PROBLEM REQUIREMENTS: Rewrite the items below, replacing "stone fragment" with "rock chip" and leaving everything else unchanged.

GIVEN DATA:
- - -

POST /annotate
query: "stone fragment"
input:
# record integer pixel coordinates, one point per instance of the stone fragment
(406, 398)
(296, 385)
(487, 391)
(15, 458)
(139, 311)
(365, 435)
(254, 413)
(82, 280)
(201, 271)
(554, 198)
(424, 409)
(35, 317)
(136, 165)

- - -

TASK SOLUTION:
POST /annotate
query: "rock chip"
input:
# record integer pixel coordinates, one point per instance of the rock chip
(406, 398)
(296, 385)
(487, 391)
(15, 458)
(139, 311)
(365, 435)
(254, 413)
(82, 280)
(201, 271)
(554, 198)
(424, 409)
(35, 317)
(136, 165)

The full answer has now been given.